§ TEXTAUSZUG:
▬▬▬▬▬▬

# Sound in Frames einbinden



## Rodabujean (27. März 2006)

Hallo,

ich habe ein Problem, und zwar hab ich unter Vcafe ein Empty Project erstellt, und möchte nun Sound einfügen ...
Über die getCodebase Methode klappt es nicht ... und das was man in den java Büchern dazu findet ist auch sehr dürftig .. könnt ihr mir weiterhelfen?


----------



## flashray (27. März 2006)

Hallo Rodabujean,

wenn du nur so ein Beep geräusch meinst. Schau mal hier nach:

http://www.galileocomputing.de/open...sel14_001.htm#Rxx747java14001040004C81F04F100

Möchtest du einfach nur eine Sounddatei abspielen, hast du dir ein simples Beispiel

http://javaalmanac.com/egs/java.applet/LoadAudioApp.html

Für weitere Info:
Onlinebuch: Java ist auch eine Insel:
http://www.galileocomputing.de/open...sel19_007.htm#Rxx747java19007040007DB1F048100
Sun Java Tutorial:
http://java.sun.com/docs/books/tutorial/sound/index.html
Codebeispiele: Java Almanac
http://javaalmanac.com/egs/javax.sound.midi/pkg.html
http://javaalmanac.com/egs/javax.sound.sampled/pkg.html

Für komplexere Sachen: Java Media FrameWork
http://java.sun.com/products/java-media/jmf/
http://java.sun.com/products/java-media/jmf/2.1.1/guide/JMFTOC.html



			
				Rodabujean hat gesagt.:
			
		

> das was man in den java Büchern dazu findet ist auch sehr dürftig


Das Javaangebot im Web ist alles andere als dürftig, man muss nur wissen wo man zu suchen hat  .

▬▬▬▬▬▬

§ BEREITGESTELLTE DATEN:
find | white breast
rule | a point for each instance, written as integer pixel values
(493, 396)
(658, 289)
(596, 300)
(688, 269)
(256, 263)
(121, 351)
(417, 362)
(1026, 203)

▬▬▬▬▬▬

§ ZU ERLEDIGENDE AUFGABEN:
a) Nenne alle Links in der Forumsdiskussion über Sound in Frames, die auf javaalmanac.com verweisen.
b) Schreibe die Forumsdiskussion über Sound in Frames im Anschluss an ihren letzten Satz weiter.
Die Daten haben einen anderen Ursprung als die Forumsdiskussion.

§ ANTWORTEN JE AUFGABE:
a)
http://javaalmanac.com/egs/java.applet/LoadAudioApp.html
http://javaalmanac.com/egs/javax.sound.midi/pkg.html
http://javaalmanac.com/egs/javax.sound.sampled/pkg.html

b)
Vg Erdal


----------



## Rodabujean (27. März 2006)

dank dir ... aber sag ma kann ich anstatt ner URL auch nen directory angeben?
z.B C:/sound.au ?
kann es zuhause grade leider nich testen, hab das projekt aufm anderen rechner


----------



## flashray (27. März 2006)

Ja, das geht natürlich auch.

Schau mal hier:
http://www.galileocomputing.de/open...sel19_007.htm#Rxx747java19007040007DB1F048100

Hinweis: Eine URL ist nicht zwingend eine Webadresse.

Vg Erdal


----------



## Rodabujean (28. März 2006)

mhh ... ehrlich gesagt bekomm ichs nicht hin ... hab nun verschiedene Varianten ausprobiert ... ein Freund meinte mit getClass() is das ganz einfach ...  aber nicht, weil der compiler dann meckert.

Mit den Links bzw den Informationen von da komm ich ehrlich gesagt auch nicht weiter ... hat jemand vllt. ein konkretes Bsp.?  also in einem quellcode die soundeinbindung?


----------



## flashray (28. März 2006)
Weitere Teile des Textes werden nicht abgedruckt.